== Available data ==
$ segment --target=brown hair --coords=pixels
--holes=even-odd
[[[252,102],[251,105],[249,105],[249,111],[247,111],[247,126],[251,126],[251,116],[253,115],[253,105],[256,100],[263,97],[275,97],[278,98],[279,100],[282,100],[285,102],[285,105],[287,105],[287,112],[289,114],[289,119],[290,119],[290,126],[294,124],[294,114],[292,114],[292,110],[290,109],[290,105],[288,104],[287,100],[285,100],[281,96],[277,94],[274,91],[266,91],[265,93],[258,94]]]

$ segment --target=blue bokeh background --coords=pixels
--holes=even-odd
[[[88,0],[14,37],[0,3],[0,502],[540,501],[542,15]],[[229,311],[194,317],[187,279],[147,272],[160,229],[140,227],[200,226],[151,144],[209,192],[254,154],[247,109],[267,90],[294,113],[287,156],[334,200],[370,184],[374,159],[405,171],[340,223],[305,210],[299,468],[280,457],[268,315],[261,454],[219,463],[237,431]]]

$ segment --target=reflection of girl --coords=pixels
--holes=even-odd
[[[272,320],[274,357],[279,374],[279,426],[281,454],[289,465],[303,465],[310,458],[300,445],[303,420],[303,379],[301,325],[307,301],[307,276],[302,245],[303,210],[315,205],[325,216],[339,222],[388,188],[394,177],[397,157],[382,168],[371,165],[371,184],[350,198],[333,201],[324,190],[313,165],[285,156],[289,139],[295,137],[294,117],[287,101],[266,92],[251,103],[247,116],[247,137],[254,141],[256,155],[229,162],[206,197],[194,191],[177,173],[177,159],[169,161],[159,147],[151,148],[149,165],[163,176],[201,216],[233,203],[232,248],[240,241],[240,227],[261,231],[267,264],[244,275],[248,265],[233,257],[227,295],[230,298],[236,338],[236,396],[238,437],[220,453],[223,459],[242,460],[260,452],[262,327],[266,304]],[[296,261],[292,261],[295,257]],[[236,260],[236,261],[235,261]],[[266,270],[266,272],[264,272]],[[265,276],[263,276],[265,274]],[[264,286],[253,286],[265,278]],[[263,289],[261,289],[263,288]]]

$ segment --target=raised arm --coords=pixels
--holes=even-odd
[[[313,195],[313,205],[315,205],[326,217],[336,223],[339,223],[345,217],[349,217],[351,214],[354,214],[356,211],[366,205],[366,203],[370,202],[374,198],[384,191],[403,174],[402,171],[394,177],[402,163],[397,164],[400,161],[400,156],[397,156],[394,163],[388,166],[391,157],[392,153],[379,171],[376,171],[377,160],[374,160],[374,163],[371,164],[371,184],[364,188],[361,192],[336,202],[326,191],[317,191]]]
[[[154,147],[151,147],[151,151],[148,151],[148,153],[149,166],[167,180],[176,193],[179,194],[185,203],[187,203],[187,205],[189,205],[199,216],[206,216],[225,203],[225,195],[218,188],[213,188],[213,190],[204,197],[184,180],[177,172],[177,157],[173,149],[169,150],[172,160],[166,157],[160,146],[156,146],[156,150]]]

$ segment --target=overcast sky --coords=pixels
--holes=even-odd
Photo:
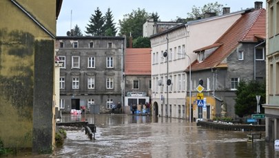
[[[186,18],[188,12],[192,12],[194,6],[203,7],[209,3],[223,4],[229,7],[231,12],[254,7],[256,0],[63,0],[59,17],[57,19],[57,36],[66,36],[67,31],[77,24],[83,35],[85,27],[89,23],[90,17],[97,7],[105,15],[110,8],[114,16],[116,26],[118,27],[119,19],[123,20],[123,15],[134,10],[145,9],[148,13],[158,12],[161,21],[174,20],[177,17]],[[265,8],[265,1],[262,1]],[[72,10],[72,14],[71,14]],[[72,14],[72,15],[71,15]],[[72,20],[71,20],[72,19]],[[71,22],[72,21],[72,22]]]

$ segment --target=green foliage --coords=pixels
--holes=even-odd
[[[105,34],[105,19],[102,16],[102,12],[100,9],[97,8],[95,10],[95,14],[92,14],[89,21],[90,23],[86,27],[87,31],[85,32],[91,36],[102,36]]]
[[[150,39],[148,37],[139,37],[133,40],[133,48],[150,48]]]
[[[215,3],[209,3],[205,4],[203,8],[194,6],[192,8],[192,12],[187,13],[188,17],[186,19],[203,19],[206,12],[215,12],[216,15],[220,15],[222,14],[223,6],[222,4],[219,4],[217,1]]]
[[[241,80],[236,95],[235,113],[240,117],[254,114],[257,109],[256,95],[261,96],[260,105],[265,102],[265,83],[255,80],[248,82]]]
[[[117,30],[115,28],[115,23],[113,23],[113,15],[112,11],[110,11],[110,8],[107,9],[107,12],[105,16],[105,36],[115,36],[116,34]]]
[[[126,37],[130,37],[131,33],[134,39],[143,36],[143,25],[148,17],[149,17],[149,14],[145,10],[140,8],[137,10],[133,10],[132,12],[125,14],[123,19],[119,20],[120,35],[125,34]]]
[[[0,138],[0,156],[8,155],[11,152],[12,152],[11,150],[4,148],[4,144],[3,143],[3,141]]]
[[[152,12],[149,17],[149,19],[153,19],[154,22],[157,22],[160,21],[159,17],[160,16],[158,14],[158,12]]]
[[[60,129],[55,133],[55,145],[56,147],[61,147],[64,139],[67,137],[67,132],[65,130]]]

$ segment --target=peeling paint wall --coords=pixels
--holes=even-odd
[[[1,0],[0,9],[0,139],[51,152],[56,0]]]

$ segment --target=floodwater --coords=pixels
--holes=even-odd
[[[183,119],[130,115],[64,115],[62,121],[96,124],[95,140],[67,131],[51,157],[279,157],[273,144],[247,141],[249,132],[207,129]],[[264,134],[264,132],[262,132]]]

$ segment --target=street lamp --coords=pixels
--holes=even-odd
[[[192,63],[192,62],[191,62],[191,58],[190,58],[190,57],[189,56],[189,55],[187,55],[186,53],[185,53],[185,55],[189,58],[189,62],[190,62],[190,64],[189,64],[189,123],[191,123],[192,122],[192,119],[191,119],[191,118],[192,118],[192,114],[191,114],[191,112],[192,112],[192,84],[191,84],[191,82],[192,82],[192,78],[191,78],[191,63]],[[186,91],[186,92],[187,92],[187,90],[185,90]],[[186,95],[186,97],[187,97],[187,95]]]

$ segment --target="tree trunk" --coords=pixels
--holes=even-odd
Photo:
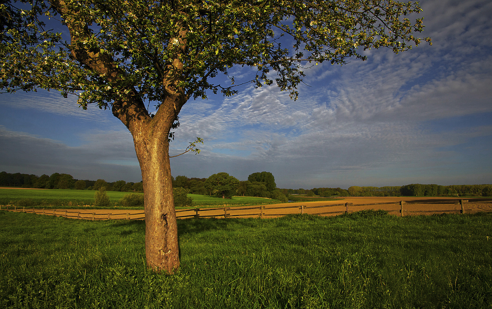
[[[143,134],[132,133],[144,185],[145,255],[149,268],[173,274],[180,261],[168,153],[169,129],[150,126],[140,132]]]

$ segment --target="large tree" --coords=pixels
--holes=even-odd
[[[188,99],[234,94],[234,65],[256,71],[239,84],[275,83],[295,99],[305,67],[364,60],[371,47],[406,50],[423,27],[407,18],[418,3],[393,0],[0,3],[0,88],[55,90],[84,109],[111,109],[131,132],[142,170],[148,265],[169,273],[179,260],[168,149]],[[50,30],[55,22],[69,37]],[[231,85],[215,83],[221,73]]]
[[[222,198],[231,198],[239,186],[239,181],[236,177],[222,172],[207,178],[204,186],[215,195],[221,195]]]

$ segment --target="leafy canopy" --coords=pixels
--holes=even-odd
[[[239,185],[239,181],[229,174],[222,172],[211,175],[204,184],[205,188],[214,194],[231,198]]]
[[[105,109],[129,93],[158,107],[169,95],[233,95],[229,69],[241,65],[257,70],[245,82],[275,82],[295,99],[303,65],[418,45],[423,18],[406,15],[421,11],[417,2],[393,0],[3,2],[0,88],[73,93],[84,108]],[[57,32],[60,23],[70,39]],[[219,74],[231,84],[214,83]]]

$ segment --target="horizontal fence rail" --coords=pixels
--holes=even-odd
[[[492,200],[479,201],[476,202],[469,202],[468,200],[449,200],[448,201],[437,201],[435,202],[415,202],[405,201],[400,201],[397,202],[388,202],[385,203],[373,203],[369,204],[353,204],[352,203],[344,203],[340,204],[332,204],[318,206],[276,206],[269,207],[265,205],[259,205],[257,206],[249,206],[247,207],[241,207],[239,206],[237,208],[224,207],[217,207],[214,208],[190,208],[189,209],[178,209],[176,210],[176,217],[180,218],[187,217],[234,217],[242,216],[259,217],[264,218],[270,216],[280,216],[292,215],[295,214],[307,214],[315,215],[333,215],[336,214],[347,214],[354,211],[351,210],[351,208],[354,207],[360,208],[362,206],[375,206],[377,205],[399,205],[400,207],[395,209],[386,210],[385,211],[388,213],[398,213],[400,216],[403,216],[404,214],[431,214],[431,213],[451,213],[464,214],[465,212],[464,207],[465,204],[489,204],[492,203]],[[404,205],[412,204],[420,205],[436,205],[436,204],[451,204],[459,205],[459,209],[437,210],[410,210],[405,209]],[[287,204],[288,205],[288,204]],[[329,211],[330,208],[336,207],[344,206],[344,209],[335,211]],[[85,219],[89,220],[110,220],[110,219],[126,219],[126,220],[138,220],[145,218],[145,213],[132,213],[130,212],[120,213],[118,214],[113,214],[107,213],[106,214],[96,213],[95,212],[81,212],[80,211],[71,211],[67,210],[57,210],[57,209],[46,209],[44,208],[28,208],[23,207],[22,209],[17,208],[14,206],[12,207],[11,205],[1,206],[0,205],[0,210],[7,210],[8,211],[13,211],[14,212],[23,212],[28,213],[32,213],[37,214],[42,214],[48,216],[62,216],[65,218],[75,218],[77,219]],[[373,208],[366,208],[364,209],[373,209]],[[277,213],[276,211],[278,210],[289,210],[290,211],[295,212],[280,212],[281,213]],[[307,211],[308,210],[314,210],[313,212]],[[244,212],[244,211],[250,211]],[[142,216],[143,215],[143,216]]]

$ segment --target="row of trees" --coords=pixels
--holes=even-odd
[[[224,174],[226,174],[226,176]],[[214,176],[215,175],[215,176]],[[218,175],[218,176],[217,176]],[[221,176],[220,176],[221,175]],[[228,178],[226,173],[219,173],[211,176],[219,178],[225,177],[227,181],[233,181]],[[209,177],[209,178],[210,178]],[[235,178],[233,177],[234,179]],[[215,194],[216,189],[205,185],[207,178],[188,178],[184,176],[172,178],[173,187],[184,188],[188,193],[194,194],[208,195]],[[492,196],[492,185],[421,185],[412,184],[403,186],[359,186],[353,185],[348,189],[339,187],[320,187],[306,189],[279,189],[277,187],[275,178],[269,172],[253,173],[248,176],[248,180],[238,181],[234,189],[229,190],[225,197],[233,195],[243,196],[258,196],[284,200],[288,194],[306,194],[308,196]],[[44,189],[75,189],[99,190],[104,186],[107,191],[122,192],[143,192],[142,183],[127,183],[124,180],[107,182],[103,179],[97,180],[78,180],[68,174],[54,173],[51,176],[43,174],[37,176],[34,174],[0,173],[0,186],[16,186],[26,188]],[[217,191],[218,192],[218,191]],[[232,193],[231,193],[232,192]]]
[[[142,182],[127,183],[119,180],[108,183],[104,179],[89,180],[75,179],[69,174],[54,173],[51,176],[43,174],[40,176],[34,174],[0,173],[0,186],[17,186],[41,189],[75,189],[77,190],[99,190],[104,186],[107,191],[122,192],[143,192]]]
[[[275,178],[269,172],[253,173],[244,181],[225,172],[214,174],[208,178],[178,176],[172,179],[173,187],[186,189],[192,194],[215,195],[224,198],[233,195],[257,196],[287,201],[286,189],[277,187]]]

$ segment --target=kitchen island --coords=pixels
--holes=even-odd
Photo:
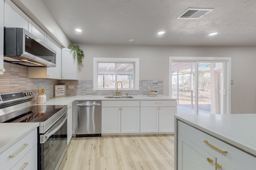
[[[256,114],[175,118],[176,170],[255,169]]]

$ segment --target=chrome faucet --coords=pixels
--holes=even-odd
[[[117,83],[116,83],[116,96],[121,96],[121,95],[118,95],[118,93],[120,93],[120,92],[118,92],[118,84],[119,82],[121,83],[121,88],[123,88],[123,84],[122,83],[122,82],[121,81],[118,81],[118,82],[117,82]]]

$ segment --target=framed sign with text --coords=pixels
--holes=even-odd
[[[54,97],[64,96],[66,96],[66,85],[54,85]]]

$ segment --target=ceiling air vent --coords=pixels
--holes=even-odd
[[[177,19],[199,19],[213,10],[213,9],[188,8]]]

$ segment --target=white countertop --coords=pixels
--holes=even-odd
[[[0,123],[0,154],[39,125],[36,123]]]
[[[256,156],[256,114],[183,115],[175,118]]]
[[[67,96],[62,97],[56,97],[48,99],[46,103],[42,105],[67,105],[74,101],[82,100],[176,100],[177,99],[173,99],[166,96],[158,95],[156,97],[148,96],[147,95],[128,95],[134,97],[134,98],[105,98],[106,96],[100,95],[86,95]],[[37,104],[34,104],[37,105]]]

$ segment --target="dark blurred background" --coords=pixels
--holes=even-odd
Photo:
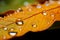
[[[38,0],[43,4],[47,0]],[[19,7],[23,6],[24,3],[34,3],[35,0],[0,0],[0,15],[8,10],[17,10]],[[54,33],[53,33],[54,32]],[[60,21],[56,21],[49,29],[42,32],[28,32],[21,37],[13,37],[10,40],[40,40],[40,37],[54,36],[55,33],[60,32]],[[52,34],[52,35],[50,35]],[[56,35],[56,34],[55,34]],[[48,37],[47,36],[47,37]],[[37,38],[38,37],[38,38]]]

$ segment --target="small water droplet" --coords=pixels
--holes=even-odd
[[[9,35],[10,36],[16,36],[17,35],[17,32],[9,32]]]
[[[7,27],[4,27],[4,30],[6,31],[8,28]]]
[[[17,25],[23,25],[23,21],[22,21],[21,19],[17,19],[17,20],[16,20],[16,24],[17,24]]]
[[[36,25],[36,24],[33,24],[33,25],[32,25],[32,27],[34,27],[34,28],[35,28],[35,27],[37,27],[37,25]]]

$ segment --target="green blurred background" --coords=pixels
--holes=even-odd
===
Problem to solve: From the line holding "with text --coords=pixels" to the last line of the listing, please output each line exactly as it stands. Pictures stay out of the copy.

Correct output:
$ segment --target=framed sign with text --coords=pixels
--holes=even-odd
[[[54,97],[64,96],[66,96],[66,85],[54,85]]]

$ segment --target=ceiling air vent --coords=pixels
--holes=even-odd
[[[177,19],[199,19],[213,10],[213,9],[188,8]]]

$ segment --target=white countertop --coords=pixels
--holes=even-odd
[[[0,123],[0,154],[39,125],[36,123]]]
[[[256,156],[256,114],[183,115],[175,118]]]
[[[67,96],[62,97],[56,97],[48,99],[46,103],[42,105],[67,105],[74,101],[82,100],[176,100],[177,99],[173,99],[166,96],[158,95],[156,97],[148,96],[147,95],[128,95],[134,97],[134,98],[105,98],[106,96],[100,95],[86,95]],[[37,104],[34,104],[37,105]]]

$ segment --target="dark blurred background" --coords=pixels
--holes=even-odd
Photo:
[[[38,0],[43,4],[47,0]],[[19,7],[23,6],[24,3],[34,3],[35,0],[0,0],[0,15],[8,10],[17,10]],[[54,33],[53,33],[54,32]],[[60,21],[56,21],[49,29],[42,32],[28,32],[21,37],[13,37],[10,40],[40,40],[40,37],[54,36],[55,33],[60,32]],[[52,34],[52,35],[50,35]],[[56,35],[56,34],[55,34]],[[48,37],[47,36],[47,37]],[[37,38],[38,37],[38,38]]]

$ segment --target="small water droplet" --coords=pixels
--holes=even-odd
[[[9,35],[10,36],[16,36],[17,35],[17,32],[9,32]]]
[[[7,27],[4,27],[4,30],[6,31],[8,28]]]
[[[17,25],[23,25],[23,21],[22,21],[21,19],[17,19],[17,20],[16,20],[16,24],[17,24]]]
[[[36,25],[36,24],[33,24],[33,25],[32,25],[32,27],[34,27],[34,28],[35,28],[35,27],[37,27],[37,25]]]

$ segment --target="green blurred background" --coords=pixels
--holes=even-odd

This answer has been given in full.